**DATA SHOWN**.
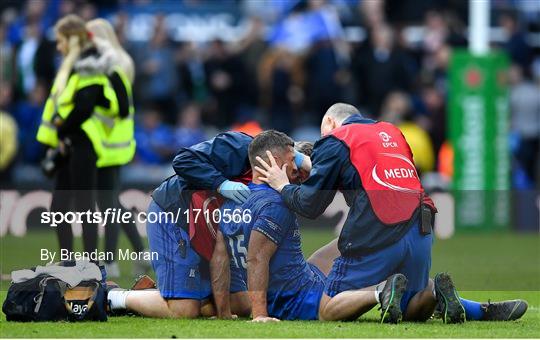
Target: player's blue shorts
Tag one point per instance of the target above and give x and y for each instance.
(410, 256)
(180, 272)
(300, 305)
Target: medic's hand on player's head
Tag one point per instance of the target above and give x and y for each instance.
(236, 191)
(271, 173)
(303, 162)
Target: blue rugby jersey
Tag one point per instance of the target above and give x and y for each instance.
(294, 288)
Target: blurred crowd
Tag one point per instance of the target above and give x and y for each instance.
(293, 60)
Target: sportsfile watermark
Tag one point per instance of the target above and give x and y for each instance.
(487, 240)
(114, 215)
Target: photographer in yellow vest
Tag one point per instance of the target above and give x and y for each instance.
(120, 142)
(76, 116)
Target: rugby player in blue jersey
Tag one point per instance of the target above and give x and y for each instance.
(387, 231)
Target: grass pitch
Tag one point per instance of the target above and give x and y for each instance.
(494, 266)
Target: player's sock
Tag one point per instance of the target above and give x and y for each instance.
(377, 291)
(117, 298)
(473, 309)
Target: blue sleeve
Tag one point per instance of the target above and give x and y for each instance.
(208, 164)
(314, 195)
(274, 222)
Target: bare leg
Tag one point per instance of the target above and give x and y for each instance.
(324, 257)
(240, 304)
(150, 303)
(347, 305)
(422, 305)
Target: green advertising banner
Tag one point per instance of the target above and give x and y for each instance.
(478, 123)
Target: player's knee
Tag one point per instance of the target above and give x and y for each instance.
(240, 304)
(188, 309)
(327, 310)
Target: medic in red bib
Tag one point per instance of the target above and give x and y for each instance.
(387, 234)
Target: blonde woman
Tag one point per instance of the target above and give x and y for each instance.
(70, 127)
(119, 67)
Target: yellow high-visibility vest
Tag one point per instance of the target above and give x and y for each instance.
(119, 141)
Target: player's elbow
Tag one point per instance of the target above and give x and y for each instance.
(183, 309)
(182, 160)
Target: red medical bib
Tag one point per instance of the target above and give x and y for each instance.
(202, 231)
(384, 162)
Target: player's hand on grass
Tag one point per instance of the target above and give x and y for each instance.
(272, 174)
(224, 317)
(265, 319)
(303, 162)
(235, 191)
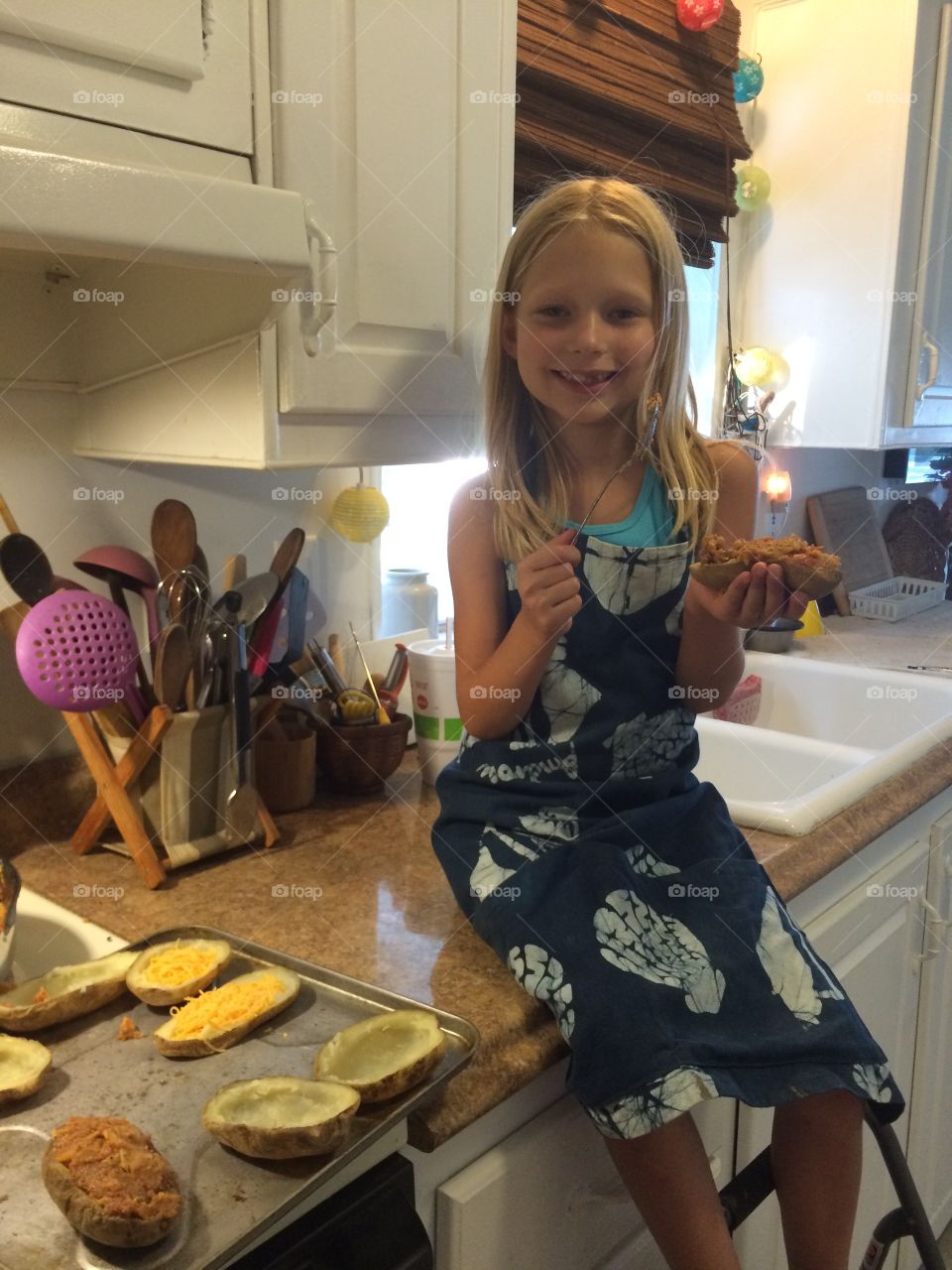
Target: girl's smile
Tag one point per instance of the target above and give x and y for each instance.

**TASK REQUIREMENTS**. Lay out every line of the listing above as a JSON list of strings, one string per line, with blank lines left out and the pictures omitted.

**SOLUTION BELOW**.
[
  "Target: player's blue shorts",
  "Tag one point per instance of the target above and give x and y for each instance.",
  "(410, 256)",
  "(180, 272)",
  "(300, 305)",
  "Target: medic's hand on player's head",
  "Tag one point per instance of the target above and give x and y for each instance.",
  "(236, 191)",
  "(271, 173)",
  "(303, 162)",
  "Target: blue rugby jersey",
  "Tag one point per instance of the target above and give x and y for each instance.",
  "(294, 288)",
  "Target: blurred crowd",
  "Tag one point per instance of the target above and give x and y for each instance.",
  "(293, 60)",
  "Target: sportsfile watermark",
  "Tag one point per instance of the target above and give x and y for each instance.",
  "(487, 240)",
  "(114, 215)",
  "Target: photographer in yellow vest",
  "Tag one point per instance of the target above and give x and y for each instance.",
  "(120, 142)",
  "(76, 116)",
  "Target: rugby player in blue jersey",
  "Tag one point per instance of the target above and give x and y for each instance.",
  "(387, 231)",
  "Target: grass pitch",
  "Tag one point per instance of the target above and give x and y for each instance.",
  "(494, 266)",
  "Target: player's sock",
  "Tag one point per instance of the target above and give x and y for each instance.",
  "(377, 291)",
  "(117, 298)",
  "(473, 309)",
  "Target: blue sleeve",
  "Tag one point per instance of the target above and give x and y for each instance.",
  "(208, 164)",
  "(314, 195)",
  "(274, 222)",
  "Target: bare leg",
  "Tag one point per instance of the target above and give x and y for each instance.",
  "(324, 257)",
  "(240, 304)",
  "(150, 303)",
  "(347, 305)",
  "(422, 305)",
  "Target: green advertising banner",
  "Tag one point per instance of the target above and give x and y for each instance.",
  "(478, 123)",
  "Target: player's knee",
  "Tag one point per instance of the target above and give x and y for each instance.",
  "(240, 304)",
  "(188, 309)",
  "(327, 310)",
  "Target: medic in red bib",
  "Tag one point per instance of the target above and give x and y for each instance.",
  "(387, 234)",
  "Target: blonde woman",
  "Tag one point per instance of the target above and give x and y for each instance.",
  "(70, 127)",
  "(119, 67)",
  "Target: yellow high-visibility vest",
  "Tag one point per instance of the target above and give x and y for each instance.",
  "(119, 141)",
  "Target: player's elbow",
  "Tag one point per instance of the target above and give x and y for each instance.",
  "(183, 309)",
  "(182, 160)",
  "Target: red medical bib",
  "Tag one point per instance of the target above and give x and y for each instance.",
  "(202, 231)",
  "(384, 162)",
  "Target: player's hand on grass",
  "Tag one point per instance of the target above and give x and y for each instance.",
  "(272, 174)",
  "(224, 317)",
  "(265, 319)",
  "(303, 162)",
  "(235, 191)",
  "Target: girl's smile",
  "Tag one point per instance of the target above and give x and y for each instance."
]